● **WHAT IS REQUIRED**
Each line from the first entry to the line with "lot and return the coordinates.", both included, is to be returned unchanged, with any pictures dropped.

● **DATA EXTRACT**
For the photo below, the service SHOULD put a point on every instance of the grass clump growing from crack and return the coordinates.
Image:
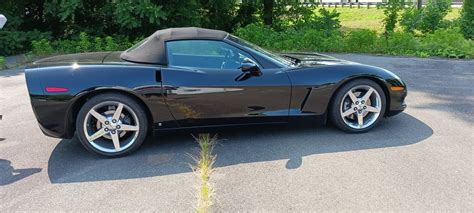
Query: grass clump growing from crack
(203, 169)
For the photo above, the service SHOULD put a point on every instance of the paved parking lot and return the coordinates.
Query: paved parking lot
(421, 159)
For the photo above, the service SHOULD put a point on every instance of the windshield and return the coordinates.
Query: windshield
(268, 54)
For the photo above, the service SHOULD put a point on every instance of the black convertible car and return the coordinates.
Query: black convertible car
(184, 78)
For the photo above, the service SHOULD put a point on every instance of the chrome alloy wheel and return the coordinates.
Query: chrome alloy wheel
(111, 126)
(360, 107)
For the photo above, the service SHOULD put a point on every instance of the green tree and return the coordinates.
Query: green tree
(391, 14)
(467, 19)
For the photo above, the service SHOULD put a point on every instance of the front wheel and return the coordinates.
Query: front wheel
(358, 106)
(111, 125)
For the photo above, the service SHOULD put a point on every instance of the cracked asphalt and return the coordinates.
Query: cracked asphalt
(420, 160)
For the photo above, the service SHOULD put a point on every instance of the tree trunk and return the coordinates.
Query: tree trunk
(268, 12)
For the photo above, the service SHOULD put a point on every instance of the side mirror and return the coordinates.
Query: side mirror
(250, 67)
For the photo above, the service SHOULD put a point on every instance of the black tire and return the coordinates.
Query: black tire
(334, 109)
(112, 97)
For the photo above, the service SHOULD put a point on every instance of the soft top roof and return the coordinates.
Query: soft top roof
(152, 49)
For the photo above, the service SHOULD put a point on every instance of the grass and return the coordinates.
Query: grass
(2, 63)
(363, 18)
(203, 170)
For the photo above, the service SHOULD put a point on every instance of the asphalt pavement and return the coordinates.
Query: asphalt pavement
(420, 160)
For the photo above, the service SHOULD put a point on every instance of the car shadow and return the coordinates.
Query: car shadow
(169, 154)
(9, 175)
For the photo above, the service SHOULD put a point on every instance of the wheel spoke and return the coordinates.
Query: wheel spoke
(368, 94)
(116, 140)
(348, 112)
(96, 135)
(352, 96)
(128, 128)
(97, 116)
(118, 112)
(372, 109)
(360, 119)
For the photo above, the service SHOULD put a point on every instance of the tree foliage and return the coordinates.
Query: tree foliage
(467, 19)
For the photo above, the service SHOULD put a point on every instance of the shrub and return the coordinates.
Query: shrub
(467, 19)
(42, 47)
(433, 15)
(448, 43)
(2, 63)
(400, 43)
(428, 19)
(391, 14)
(361, 40)
(83, 43)
(15, 42)
(410, 19)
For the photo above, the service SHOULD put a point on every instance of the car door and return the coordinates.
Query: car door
(204, 86)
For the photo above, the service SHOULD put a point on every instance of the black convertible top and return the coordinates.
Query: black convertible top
(152, 49)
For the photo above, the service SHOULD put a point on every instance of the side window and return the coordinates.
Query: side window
(204, 54)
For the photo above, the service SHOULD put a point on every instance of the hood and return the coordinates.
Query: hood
(314, 59)
(81, 58)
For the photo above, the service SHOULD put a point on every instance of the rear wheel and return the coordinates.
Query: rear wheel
(358, 106)
(111, 125)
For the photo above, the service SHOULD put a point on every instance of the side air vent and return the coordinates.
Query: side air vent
(158, 76)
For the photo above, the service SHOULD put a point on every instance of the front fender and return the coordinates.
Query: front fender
(314, 87)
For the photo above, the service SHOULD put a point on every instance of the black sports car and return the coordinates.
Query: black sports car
(185, 78)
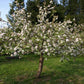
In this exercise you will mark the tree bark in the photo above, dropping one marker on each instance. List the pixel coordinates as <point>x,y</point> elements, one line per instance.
<point>40,66</point>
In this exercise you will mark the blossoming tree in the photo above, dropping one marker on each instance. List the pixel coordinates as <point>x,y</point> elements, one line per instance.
<point>45,38</point>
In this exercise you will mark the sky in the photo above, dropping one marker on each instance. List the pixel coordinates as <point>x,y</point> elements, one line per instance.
<point>4,8</point>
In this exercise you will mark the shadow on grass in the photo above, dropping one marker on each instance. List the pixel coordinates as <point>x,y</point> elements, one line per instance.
<point>67,73</point>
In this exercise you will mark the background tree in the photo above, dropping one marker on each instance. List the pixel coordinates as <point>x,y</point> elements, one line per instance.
<point>31,6</point>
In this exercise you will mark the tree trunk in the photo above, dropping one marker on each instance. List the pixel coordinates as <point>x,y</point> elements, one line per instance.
<point>40,66</point>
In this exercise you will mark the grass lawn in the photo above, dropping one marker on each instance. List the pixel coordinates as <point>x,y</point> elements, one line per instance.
<point>23,71</point>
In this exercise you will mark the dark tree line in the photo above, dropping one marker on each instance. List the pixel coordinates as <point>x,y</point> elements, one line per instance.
<point>69,8</point>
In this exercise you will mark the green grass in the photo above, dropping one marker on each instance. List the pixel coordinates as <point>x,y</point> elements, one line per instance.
<point>23,71</point>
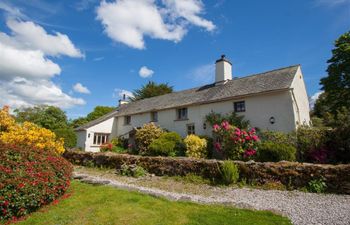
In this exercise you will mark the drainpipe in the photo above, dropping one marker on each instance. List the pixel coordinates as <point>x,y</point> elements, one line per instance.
<point>296,103</point>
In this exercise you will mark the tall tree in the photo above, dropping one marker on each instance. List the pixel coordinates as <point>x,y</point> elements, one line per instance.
<point>151,89</point>
<point>337,84</point>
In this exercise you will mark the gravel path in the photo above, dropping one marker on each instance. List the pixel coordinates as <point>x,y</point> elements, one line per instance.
<point>302,208</point>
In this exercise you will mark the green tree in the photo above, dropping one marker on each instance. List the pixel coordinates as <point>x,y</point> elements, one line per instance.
<point>337,84</point>
<point>151,89</point>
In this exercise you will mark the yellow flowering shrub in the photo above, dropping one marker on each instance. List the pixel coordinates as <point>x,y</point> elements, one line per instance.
<point>196,147</point>
<point>27,134</point>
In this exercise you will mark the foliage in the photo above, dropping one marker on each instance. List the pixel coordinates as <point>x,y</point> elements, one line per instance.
<point>28,134</point>
<point>196,147</point>
<point>132,171</point>
<point>68,135</point>
<point>317,185</point>
<point>232,118</point>
<point>145,136</point>
<point>30,178</point>
<point>274,152</point>
<point>278,137</point>
<point>151,89</point>
<point>234,143</point>
<point>49,117</point>
<point>229,172</point>
<point>166,145</point>
<point>310,139</point>
<point>339,137</point>
<point>336,84</point>
<point>96,113</point>
<point>136,208</point>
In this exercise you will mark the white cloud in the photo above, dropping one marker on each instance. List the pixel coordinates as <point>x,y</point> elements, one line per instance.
<point>21,92</point>
<point>314,98</point>
<point>203,74</point>
<point>119,93</point>
<point>145,72</point>
<point>128,21</point>
<point>78,87</point>
<point>25,70</point>
<point>33,36</point>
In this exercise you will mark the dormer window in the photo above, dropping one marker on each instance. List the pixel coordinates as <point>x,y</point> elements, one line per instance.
<point>182,114</point>
<point>154,116</point>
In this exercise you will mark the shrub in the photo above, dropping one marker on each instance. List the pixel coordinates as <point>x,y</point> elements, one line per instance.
<point>196,147</point>
<point>317,185</point>
<point>27,134</point>
<point>30,178</point>
<point>278,137</point>
<point>68,135</point>
<point>166,145</point>
<point>275,152</point>
<point>310,139</point>
<point>234,143</point>
<point>145,135</point>
<point>229,172</point>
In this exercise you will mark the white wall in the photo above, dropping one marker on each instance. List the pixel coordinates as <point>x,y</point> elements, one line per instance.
<point>301,105</point>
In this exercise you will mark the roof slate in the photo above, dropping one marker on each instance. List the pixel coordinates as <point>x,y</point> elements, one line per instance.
<point>274,80</point>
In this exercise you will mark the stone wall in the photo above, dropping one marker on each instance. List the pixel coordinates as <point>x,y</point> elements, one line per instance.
<point>292,174</point>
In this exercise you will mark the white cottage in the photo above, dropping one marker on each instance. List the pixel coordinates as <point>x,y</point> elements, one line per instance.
<point>274,100</point>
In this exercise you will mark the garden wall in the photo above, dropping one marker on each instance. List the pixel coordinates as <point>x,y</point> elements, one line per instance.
<point>291,174</point>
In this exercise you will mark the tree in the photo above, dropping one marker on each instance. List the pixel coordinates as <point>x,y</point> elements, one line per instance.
<point>150,90</point>
<point>337,84</point>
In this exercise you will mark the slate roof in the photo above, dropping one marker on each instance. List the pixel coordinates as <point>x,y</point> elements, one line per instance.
<point>275,80</point>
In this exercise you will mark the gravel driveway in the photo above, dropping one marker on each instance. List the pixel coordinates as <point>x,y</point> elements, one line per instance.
<point>302,208</point>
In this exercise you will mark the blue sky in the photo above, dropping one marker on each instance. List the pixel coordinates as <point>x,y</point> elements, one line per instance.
<point>79,54</point>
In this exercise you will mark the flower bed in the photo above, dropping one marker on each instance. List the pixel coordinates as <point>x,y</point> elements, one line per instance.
<point>30,178</point>
<point>291,174</point>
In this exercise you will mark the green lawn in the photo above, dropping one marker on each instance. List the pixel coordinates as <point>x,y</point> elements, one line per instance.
<point>107,205</point>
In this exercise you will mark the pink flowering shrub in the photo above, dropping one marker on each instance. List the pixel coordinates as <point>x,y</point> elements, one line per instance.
<point>234,143</point>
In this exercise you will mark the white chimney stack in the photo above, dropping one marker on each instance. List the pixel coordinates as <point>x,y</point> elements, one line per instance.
<point>223,70</point>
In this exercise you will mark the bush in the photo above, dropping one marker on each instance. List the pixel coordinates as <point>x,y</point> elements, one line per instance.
<point>234,143</point>
<point>68,135</point>
<point>166,145</point>
<point>27,134</point>
<point>310,139</point>
<point>229,172</point>
<point>278,137</point>
<point>30,178</point>
<point>196,147</point>
<point>145,136</point>
<point>275,152</point>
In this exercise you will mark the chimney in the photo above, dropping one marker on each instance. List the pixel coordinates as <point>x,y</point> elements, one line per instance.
<point>123,100</point>
<point>223,70</point>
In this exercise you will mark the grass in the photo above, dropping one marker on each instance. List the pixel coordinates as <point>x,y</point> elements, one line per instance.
<point>107,205</point>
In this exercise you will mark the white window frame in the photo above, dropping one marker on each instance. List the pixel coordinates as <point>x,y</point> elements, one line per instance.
<point>100,138</point>
<point>182,114</point>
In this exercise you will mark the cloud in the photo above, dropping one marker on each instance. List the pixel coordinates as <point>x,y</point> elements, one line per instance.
<point>203,74</point>
<point>128,21</point>
<point>33,36</point>
<point>78,87</point>
<point>21,92</point>
<point>145,72</point>
<point>314,98</point>
<point>25,70</point>
<point>119,93</point>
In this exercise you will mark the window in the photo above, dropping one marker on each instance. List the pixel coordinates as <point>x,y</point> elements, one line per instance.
<point>182,114</point>
<point>239,106</point>
<point>127,120</point>
<point>154,116</point>
<point>191,129</point>
<point>100,139</point>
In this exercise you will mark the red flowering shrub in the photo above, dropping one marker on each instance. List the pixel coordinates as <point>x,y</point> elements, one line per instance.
<point>30,178</point>
<point>234,143</point>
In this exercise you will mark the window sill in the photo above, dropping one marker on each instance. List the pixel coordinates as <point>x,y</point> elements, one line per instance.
<point>181,119</point>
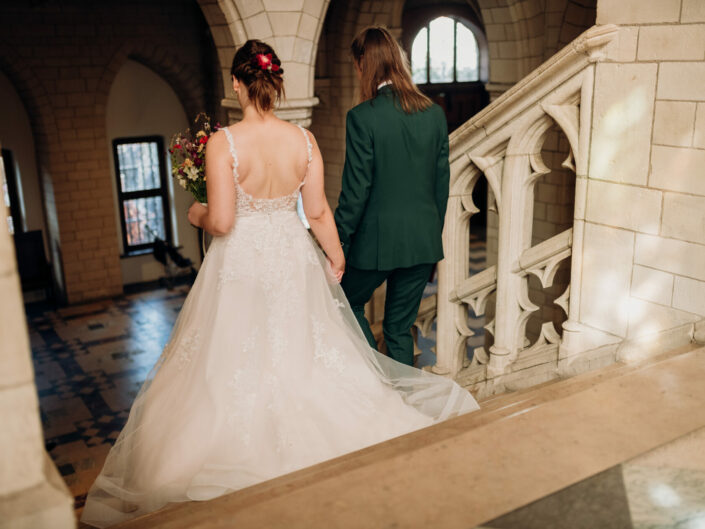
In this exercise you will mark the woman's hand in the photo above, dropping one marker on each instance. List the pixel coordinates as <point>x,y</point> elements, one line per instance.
<point>336,270</point>
<point>196,213</point>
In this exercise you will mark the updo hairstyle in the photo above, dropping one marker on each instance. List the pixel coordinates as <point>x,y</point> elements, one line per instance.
<point>257,66</point>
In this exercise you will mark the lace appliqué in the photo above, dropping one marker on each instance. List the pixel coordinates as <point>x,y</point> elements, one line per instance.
<point>246,203</point>
<point>182,350</point>
<point>244,392</point>
<point>330,356</point>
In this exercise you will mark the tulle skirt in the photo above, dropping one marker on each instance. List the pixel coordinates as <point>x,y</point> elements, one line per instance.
<point>266,371</point>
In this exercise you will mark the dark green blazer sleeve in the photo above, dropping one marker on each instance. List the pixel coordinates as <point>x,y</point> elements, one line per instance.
<point>442,174</point>
<point>357,178</point>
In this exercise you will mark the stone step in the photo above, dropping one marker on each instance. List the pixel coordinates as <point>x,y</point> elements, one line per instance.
<point>465,471</point>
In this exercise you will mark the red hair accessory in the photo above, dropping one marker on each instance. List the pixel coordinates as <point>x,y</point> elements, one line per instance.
<point>265,62</point>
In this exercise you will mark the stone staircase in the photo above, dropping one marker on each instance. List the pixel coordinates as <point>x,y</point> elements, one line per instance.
<point>518,448</point>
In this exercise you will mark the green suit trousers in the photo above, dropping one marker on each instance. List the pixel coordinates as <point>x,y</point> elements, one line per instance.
<point>405,288</point>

● **FINISHED TASK**
For the photo below, the service SHOULD put a point on every instance of the grass clump growing from crack and return the coordinates.
Image:
Query: grass clump growing from crack
(203, 169)
For the photo above, the service SHOULD put a point on every instance of the paved parking lot and return the coordinates.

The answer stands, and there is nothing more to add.